**INSTRUKSI TUGAS**
Sebutkan semua acara yang menurut kutipan dokumen di bawah menjadi waktu tertentu untuk mengonsumsi daging ayam.

**KUTIPAN DOKUMEN**
★ ★ ★ ★

Ayam-ayam biasanya bertelur pada sarang yang kami siapkan di sekitar rumah. Separuh bahkan semua telur sering kami ambil untuk jadikan lauk. Ponakan-ponakan saya semasa kecil sering konsumsi telur dari hasil ternak kami sendiri.
Untuk konsumsi daging ayam yang juga mengandung protein, hanya pada waktu tertentu saja seperti perayaan Natal, acara syukuran, pesta, dll. Daging ayam tidak menjadi konsumsi harian oleh kami.
Berdasarkan pengalaman ini saya berefleksi bahwa telur ayam merupakan sumber protein hewani terdekat dan terjangkau untuk masyarakat miskin sekalipun. Telur dapat menjadi menjadi salah satu amunisi dalam berperang melawan stunting di daerah termiskin seperti NTT khususnya Kabupaten TTS.

★ ★ ★ ★

**DATA YANG DIBERIKAN**
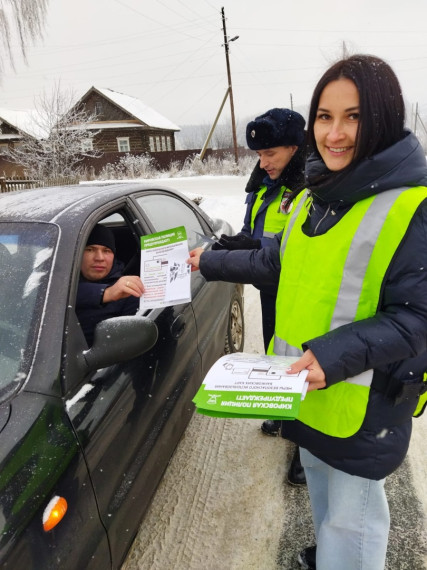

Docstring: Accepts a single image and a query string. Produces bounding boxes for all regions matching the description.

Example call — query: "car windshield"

★ ★ ★ ★

**JAWABAN YANG DIHARAPKAN**
- Perayaan Natal
- Acara syukuran
- Pesta